----- Extrait de texte -----

Façade historique d'une école parisienne. Shutterstock

Dans une lettre adressée au Président de la République le 4 février 2020, le président du parti Les Républicains, Christian Jacob, renouvelle sa demande, formulée en novembre 2019, d’« un acte II de la laïcité en référence à l’initiative prise par Jacques Chirac en 2003 lorsqu’il avait installé la commission présidée par Bernard Stasi ».

Cette commission, rappelons-le, avait débouché sur la loi de 2004, et l’interdiction dans les établissements scolaires des signes manifestant une appartenance religieuse.

Il s’agit de lancer « une réflexion approfondie sur la mise en œuvre du principe de laïcité dans la société française », assure Christian Jacob. Mais où en est-on vraiment dans ce dossier si complexe, voire explosif ? La laïcité est en proie à une valse des métaphores (qu’on la qualifie de « ferme » ou « souple », « ouverte » ou « intransigeante ») qui relève davantage de la posture que d’une pensée rationnelle et cohérente.

Or, ce qui est profondément sous-jacent, c’est souvent la perte de vue du principe de non-contradiction. Une perspective historique nous montre que les incohérences perdurent, et peuvent même s’accroître dans un certain aveuglement. S’il n’est sans doute pas facile de les réduire, encore convient-il de ne pas les ignorer, au risque d’aggraver les incompréhensions.

Exceptions à la loi de 1905

Il est étrange que l’on puisse envisager d’aller « plus loin » dans la séparation des Églises et de l’État instituée par la loi de 1905, alors même que des enseignements religieux sont dispensés dans les écoles publiques de trois départements.

-----

### Consigne
Reproduisez intégralement et à l'identique l'extrait sur la laïcité présenté ci-dessus.

----- Jeu de données -----

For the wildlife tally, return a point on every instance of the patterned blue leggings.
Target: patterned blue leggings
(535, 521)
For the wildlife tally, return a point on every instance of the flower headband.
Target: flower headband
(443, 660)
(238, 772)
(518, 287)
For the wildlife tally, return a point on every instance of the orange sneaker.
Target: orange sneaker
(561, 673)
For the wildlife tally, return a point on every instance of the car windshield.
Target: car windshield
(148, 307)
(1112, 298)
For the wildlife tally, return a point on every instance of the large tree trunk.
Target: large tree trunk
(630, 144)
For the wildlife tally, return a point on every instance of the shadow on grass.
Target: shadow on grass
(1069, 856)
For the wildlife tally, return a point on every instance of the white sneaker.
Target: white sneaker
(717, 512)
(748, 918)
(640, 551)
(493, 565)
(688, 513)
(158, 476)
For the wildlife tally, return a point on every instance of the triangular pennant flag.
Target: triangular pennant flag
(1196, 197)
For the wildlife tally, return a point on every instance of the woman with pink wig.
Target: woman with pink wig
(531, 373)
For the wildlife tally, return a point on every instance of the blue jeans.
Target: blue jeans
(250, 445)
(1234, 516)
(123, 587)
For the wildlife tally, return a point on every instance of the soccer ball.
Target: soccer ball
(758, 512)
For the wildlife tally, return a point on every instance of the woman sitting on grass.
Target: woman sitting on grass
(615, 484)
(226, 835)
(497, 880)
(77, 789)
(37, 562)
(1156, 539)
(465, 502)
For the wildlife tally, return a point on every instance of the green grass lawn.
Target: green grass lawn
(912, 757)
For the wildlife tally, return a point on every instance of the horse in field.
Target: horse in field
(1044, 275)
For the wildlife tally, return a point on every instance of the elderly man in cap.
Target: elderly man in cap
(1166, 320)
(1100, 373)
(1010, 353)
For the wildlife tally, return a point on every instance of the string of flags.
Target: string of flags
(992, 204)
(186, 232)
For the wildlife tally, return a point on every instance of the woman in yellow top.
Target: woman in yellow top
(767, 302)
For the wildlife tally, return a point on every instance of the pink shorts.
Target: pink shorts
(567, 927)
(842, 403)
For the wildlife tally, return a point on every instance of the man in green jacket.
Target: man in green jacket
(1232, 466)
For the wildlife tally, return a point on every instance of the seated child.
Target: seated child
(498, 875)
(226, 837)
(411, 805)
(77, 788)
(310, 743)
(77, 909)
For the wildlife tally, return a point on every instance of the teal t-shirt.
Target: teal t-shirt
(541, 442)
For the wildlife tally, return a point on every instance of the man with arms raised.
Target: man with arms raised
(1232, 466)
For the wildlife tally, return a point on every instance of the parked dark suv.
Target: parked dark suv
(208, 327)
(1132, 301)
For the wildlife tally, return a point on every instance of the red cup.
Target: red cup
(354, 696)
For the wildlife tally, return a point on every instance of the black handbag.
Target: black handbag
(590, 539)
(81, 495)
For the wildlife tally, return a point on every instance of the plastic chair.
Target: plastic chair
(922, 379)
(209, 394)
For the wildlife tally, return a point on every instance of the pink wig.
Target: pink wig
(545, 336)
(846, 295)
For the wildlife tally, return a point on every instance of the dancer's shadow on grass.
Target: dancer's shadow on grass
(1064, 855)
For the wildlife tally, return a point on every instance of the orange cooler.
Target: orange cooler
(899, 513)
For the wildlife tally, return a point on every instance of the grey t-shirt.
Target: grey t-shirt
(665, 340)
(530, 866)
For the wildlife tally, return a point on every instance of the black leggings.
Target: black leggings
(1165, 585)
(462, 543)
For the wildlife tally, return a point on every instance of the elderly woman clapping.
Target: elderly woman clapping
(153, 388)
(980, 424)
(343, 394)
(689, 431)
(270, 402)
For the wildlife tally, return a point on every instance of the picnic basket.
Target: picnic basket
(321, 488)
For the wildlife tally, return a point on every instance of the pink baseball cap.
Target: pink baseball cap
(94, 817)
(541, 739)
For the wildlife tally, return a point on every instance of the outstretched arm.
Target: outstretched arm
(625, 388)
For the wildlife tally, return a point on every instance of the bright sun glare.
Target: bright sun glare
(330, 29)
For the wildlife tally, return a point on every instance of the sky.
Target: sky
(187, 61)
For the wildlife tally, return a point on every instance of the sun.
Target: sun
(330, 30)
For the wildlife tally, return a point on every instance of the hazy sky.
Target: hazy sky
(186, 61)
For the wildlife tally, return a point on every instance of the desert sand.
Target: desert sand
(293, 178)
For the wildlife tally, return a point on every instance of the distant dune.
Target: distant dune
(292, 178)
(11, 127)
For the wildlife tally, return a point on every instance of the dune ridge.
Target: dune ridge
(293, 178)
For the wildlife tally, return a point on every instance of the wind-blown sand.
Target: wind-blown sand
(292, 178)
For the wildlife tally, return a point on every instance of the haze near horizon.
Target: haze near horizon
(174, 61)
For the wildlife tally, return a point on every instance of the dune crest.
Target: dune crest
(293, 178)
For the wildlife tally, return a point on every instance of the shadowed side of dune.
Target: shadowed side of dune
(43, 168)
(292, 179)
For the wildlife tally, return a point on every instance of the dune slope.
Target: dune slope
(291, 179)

-----

### Corrigé
Façade historique d'une école parisienne. Shutterstock

Dans une lettre adressée au Président de la République le 4 février 2020, le président du parti Les Républicains, Christian Jacob, renouvelle sa demande, formulée en novembre 2019, d’« un acte II de la laïcité en référence à l’initiative prise par Jacques Chirac en 2003 lorsqu’il avait installé la commission présidée par Bernard Stasi ».

Cette commission, rappelons-le, avait débouché sur la loi de 2004, et l’interdiction dans les établissements scolaires des signes manifestant une appartenance religieuse.

Il s’agit de lancer « une réflexion approfondie sur la mise en œuvre du principe de laïcité dans la société française », assure Christian Jacob. Mais où en est-on vraiment dans ce dossier si complexe, voire explosif ? La laïcité est en proie à une valse des métaphores (qu’on la qualifie de « ferme » ou « souple », « ouverte » ou « intransigeante ») qui relève davantage de la posture que d’une pensée rationnelle et cohérente.

Or, ce qui est profondément sous-jacent, c’est souvent la perte de vue du principe de non-contradiction. Une perspective historique nous montre que les incohérences perdurent, et peuvent même s’accroître dans un certain aveuglement. S’il n’est sans doute pas facile de les réduire, encore convient-il de ne pas les ignorer, au risque d’aggraver les incompréhensions.

Exceptions à la loi de 1905

Il est étrange que l’on puisse envisager d’aller « plus loin » dans la séparation des Églises et de l’État instituée par la loi de 1905, alors même que des enseignements religieux sont dispensés dans les écoles publiques de trois départements.